ЗАДАНИЕ И ТРЕБОВАНИЯ |
Пожалуйста, продолжите отрывок о публицисте Бушине, начав сразу после его последних слов.

ОТРЫВОК |
Но это у него не юбилейная обмолвка. Распутин уверен, что Шукшин жил во времена, когда «конфигурация жизни не могла не калечить людей». Ну вот искалечила она, допустим, того же Шолохова, Валерия Чкалова, Шостаковича. Так? Они, советские люди, «перестали различать, где благо, а где напасть, и не верили ничему». И вот, говорит, из-за этого «потеряло свою могучую силу государство. И когда итог этот стал окончательно предрешён, Шукшин ушёл». Это что ж, ещё в 1974-то году, задолго до горбачёвско-ельцинской катавасии всё было окончательно предрешено? И катавасия, и её творцы ни при чём? И никто не виноват? Здесь слышится то ли признание закономерности ухода Шукшина в 45 лет, то ли объявление его дезертиром. Мы же с Распутиным не ушли и по мере сил противодействуем «окончательному решению» русского вопроса. А вот Василий Макарович...»


Мишенью хлёсткой, остроумной критики Бушина становились либералы, консерваторы, коммунисты, почвенники. Он стал одним из самых ярких публицистов, отстаивающих идею несправедливости развала СССР. Вот стихи 2017 года, присланные им в редакцию, публикуем их только сейчас:


Я остался один

                 из писателей-фронтовиков,

Что ещё не умолк и держу оборону,

                                                   как прежде.

БЛОК ДАННЫХ |
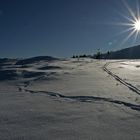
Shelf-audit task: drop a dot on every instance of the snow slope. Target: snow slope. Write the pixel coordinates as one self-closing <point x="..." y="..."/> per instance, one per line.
<point x="70" y="99"/>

РЕЗУЛЬТАТ ЗАДАНИЯ |
Я устал, изнемог, 

              и порой не хватает мне слов

И лжеца пригвоздить, и убойно

                                 ответить невежде.

 

Я остался один… Как велик наш урон!

Всюду подлость, коварство, измена…

Для себя я оставлю последний патрон –

Это лучшее средство от плена.

 

Вдруг услышал я голос:

                     – Да, проигран бой,

Но стыдись хоть бы маленьких внуков:

С тобой Ленин и Сталин,

                            и Киров с тобой,

Рокоссовский, Курчатов и Жуков.

 

С тобой лучшие люди российской земли,

И молчать им осталось недолго,

Как недолго ещё под покровом зимы

Будет наша безмолвствовать Волга.

 

И от слов этих словно пахнуло весной,

Я спросил: – Кто ты? Чей? Неужели?..

И услышал: – Федотов. На парте одной

Мы в десятом с тобою сидели.

А потом страны спасенья ради

До конца я стоял в Сталинграде.

                                         («Ты остался один?»)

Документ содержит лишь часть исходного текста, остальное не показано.